▶ [Stated problem]
Copy out every line from the one containing "GET /detect?q=stack of" up to and including the one containing "372,151,399,175". Offset each bounding-box coordinate by adding 104 to it, and leave everything else unchanged.

▶ [Input for this task]
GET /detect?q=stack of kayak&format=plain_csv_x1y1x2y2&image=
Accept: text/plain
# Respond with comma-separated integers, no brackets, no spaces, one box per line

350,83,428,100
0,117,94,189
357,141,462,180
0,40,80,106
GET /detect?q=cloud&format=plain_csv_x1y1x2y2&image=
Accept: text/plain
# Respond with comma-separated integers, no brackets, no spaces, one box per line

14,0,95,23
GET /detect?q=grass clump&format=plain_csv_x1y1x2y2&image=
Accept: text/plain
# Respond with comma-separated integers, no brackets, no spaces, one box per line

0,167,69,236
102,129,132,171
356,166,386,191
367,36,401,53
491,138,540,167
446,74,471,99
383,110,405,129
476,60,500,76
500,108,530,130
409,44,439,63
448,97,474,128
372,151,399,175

---

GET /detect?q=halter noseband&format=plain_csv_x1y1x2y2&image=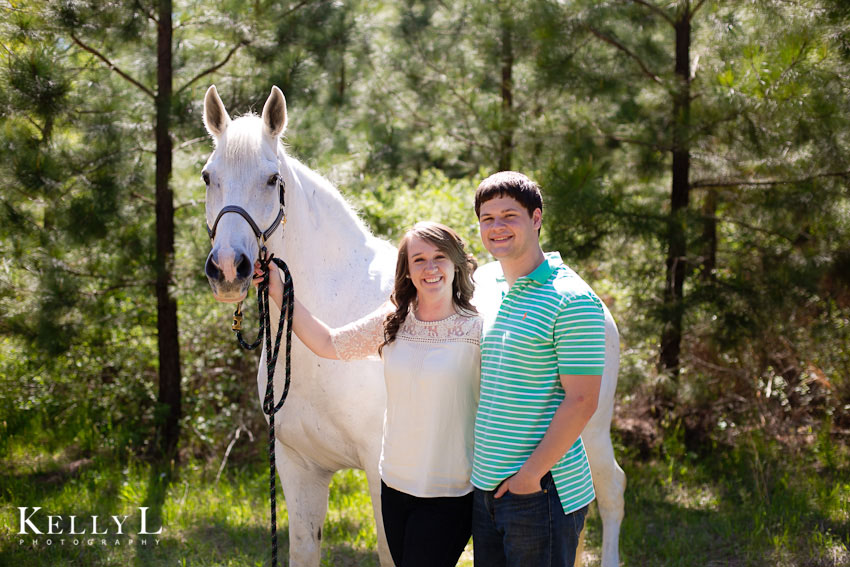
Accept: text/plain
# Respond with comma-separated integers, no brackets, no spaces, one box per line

▶ [Result below]
GET /detect?q=stack of kayak&format=plain_csv_x1y1x2y2&image=
Accept: text/plain
# Respond with comma-separated integers, no brackets, no spaces, one box per line

454,187,532,204
104,221,198,293
461,245,566,284
104,144,184,210
GET /detect?q=cloud&format=plain_csv_x1y1x2y2&image=
Accept: text/plain
# Respond with comma-separated integers, no brackets, no spaces, one box per line

118,104,199,127
GET /detect?q=grass clump&format=plain_csv_x1y1x2y2&image=
Accept: text/plain
# Respond with comma-separated integers, no brackets, no spaces, one box per line

104,271,173,340
206,233,236,275
460,270,490,295
471,140,505,157
595,242,644,271
550,178,575,203
487,214,509,233
580,164,604,180
604,212,634,234
513,148,543,167
552,201,578,232
476,255,503,279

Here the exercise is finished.